_AIM 1_
According to the Wangerin biography, in what year was Rufus Conrad Wangerin ordained?
_AIM 2_
Reproduce word for word the passage of the Wangerin biography starting at "Shortly after the" and ending at "building was available.".

_PAGE TEXT_

——

■ Rufus Conrad Wangerin (Known in Korea as Wang AhShi)
Missionary Rufus Conrad Wangerin was born in Milwaukee, Wisconsin, on November 11, 1883. At 17, he embraced the Seventh-day Adventist faith and was baptized. While serving as an evangelist, he married Theodora Scharffenberg in 1909.
Shortly after the wedding, on October 18, 1909—responding to a call from the Korean Mission—he and his wife arrived in the unfamiliar land of Korea. It was a harsh time under the colonial rule of Imperial Japan.
At that time, Pastor Wangerin was appointed head of the Mission Field in Southern Korea (then known as the Namseon region), which included four significant territories: Yeongnam, Chungcheong, Honam, and Jeju. In 1911, he helped establish a missionary headquarters at the foot of Seongam Mountain in Gyeongsan and organized a Sabbath School with 30 members. Their ministry began in a simple tent on a barren field, as no church building was available.
Pastor Wangerin laid the foundation for Adventist work in the southern region and was ordained in 1915. Tragically, that same year, he and his wife lost their youngest daughter, Mabel—born in Korea—to illness. They buried her in an unmarked hillside grave in Gyeongsan, quietly committing their grief and pain to God and pledging to continue their gospel work.
In 1916, Pastor Wangerin returned to the United States to receive treatment for tuberculosis. Sadly, on June 1 of the following year, he passed away, leaving behind his wife and two children.

■ Theodora Scharffenberg Wangerin (Known in Korea as Wang DaeAh)

——

Data records

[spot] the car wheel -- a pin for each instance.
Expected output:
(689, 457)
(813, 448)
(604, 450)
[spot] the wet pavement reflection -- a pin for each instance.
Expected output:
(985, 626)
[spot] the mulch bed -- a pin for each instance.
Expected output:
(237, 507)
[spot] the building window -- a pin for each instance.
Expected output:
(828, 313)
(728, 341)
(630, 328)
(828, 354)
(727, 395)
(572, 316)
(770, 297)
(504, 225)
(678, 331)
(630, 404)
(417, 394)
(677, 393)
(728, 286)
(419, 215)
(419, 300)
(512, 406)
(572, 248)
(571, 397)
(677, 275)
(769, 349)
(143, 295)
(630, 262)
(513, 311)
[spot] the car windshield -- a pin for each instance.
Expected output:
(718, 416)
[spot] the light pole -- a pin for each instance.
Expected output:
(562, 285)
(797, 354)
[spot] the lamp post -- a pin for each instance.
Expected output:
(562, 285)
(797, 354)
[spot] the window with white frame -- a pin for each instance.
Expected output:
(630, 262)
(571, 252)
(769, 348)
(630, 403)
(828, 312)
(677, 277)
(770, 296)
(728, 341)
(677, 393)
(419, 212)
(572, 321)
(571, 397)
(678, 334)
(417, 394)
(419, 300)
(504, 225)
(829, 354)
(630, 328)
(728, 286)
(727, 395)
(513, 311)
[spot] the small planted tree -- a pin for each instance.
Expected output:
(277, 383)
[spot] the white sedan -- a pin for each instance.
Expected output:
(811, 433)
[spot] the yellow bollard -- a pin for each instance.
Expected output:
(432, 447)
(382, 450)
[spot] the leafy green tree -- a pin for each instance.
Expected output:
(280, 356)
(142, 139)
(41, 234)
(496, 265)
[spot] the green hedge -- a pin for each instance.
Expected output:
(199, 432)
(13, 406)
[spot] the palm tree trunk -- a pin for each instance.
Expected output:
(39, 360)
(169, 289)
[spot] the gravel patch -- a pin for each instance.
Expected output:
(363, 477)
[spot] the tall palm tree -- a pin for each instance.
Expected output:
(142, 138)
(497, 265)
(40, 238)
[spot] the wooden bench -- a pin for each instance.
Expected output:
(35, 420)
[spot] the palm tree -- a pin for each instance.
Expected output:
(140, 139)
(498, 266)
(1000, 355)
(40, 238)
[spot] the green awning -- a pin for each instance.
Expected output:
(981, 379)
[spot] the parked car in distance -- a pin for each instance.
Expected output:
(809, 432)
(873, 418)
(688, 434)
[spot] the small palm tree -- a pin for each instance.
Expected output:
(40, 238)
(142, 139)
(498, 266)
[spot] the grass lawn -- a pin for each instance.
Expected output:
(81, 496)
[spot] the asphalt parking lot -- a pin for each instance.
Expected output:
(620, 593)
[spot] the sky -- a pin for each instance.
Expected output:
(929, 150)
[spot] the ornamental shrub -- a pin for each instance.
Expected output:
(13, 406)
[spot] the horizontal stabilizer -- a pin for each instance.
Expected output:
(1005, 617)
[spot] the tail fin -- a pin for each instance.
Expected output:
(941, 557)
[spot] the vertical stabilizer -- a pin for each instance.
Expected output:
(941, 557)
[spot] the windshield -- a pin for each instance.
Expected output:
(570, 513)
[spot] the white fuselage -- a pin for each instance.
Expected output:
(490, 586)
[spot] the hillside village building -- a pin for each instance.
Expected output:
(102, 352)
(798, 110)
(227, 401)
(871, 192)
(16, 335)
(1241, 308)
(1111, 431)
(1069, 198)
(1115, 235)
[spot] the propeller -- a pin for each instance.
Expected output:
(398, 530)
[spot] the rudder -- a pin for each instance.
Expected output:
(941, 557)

——

_CORRECT OUTPUT 1_
1915

_CORRECT OUTPUT 2_
Shortly after the wedding, on October 18, 1909—responding to a call from the Korean Mission—he and his wife arrived in the unfamiliar land of Korea. It was a harsh time under the colonial rule of Imperial Japan.
At that time, Pastor Wangerin was appointed head of the Mission Field in Southern Korea (then known as the Namseon region), which included four significant territories: Yeongnam, Chungcheong, Honam, and Jeju. In 1911, he helped establish a missionary headquarters at the foot of Seongam Mountain in Gyeongsan and organized a Sabbath School with 30 members. Their ministry began in a simple tent on a barren field, as no church building was available.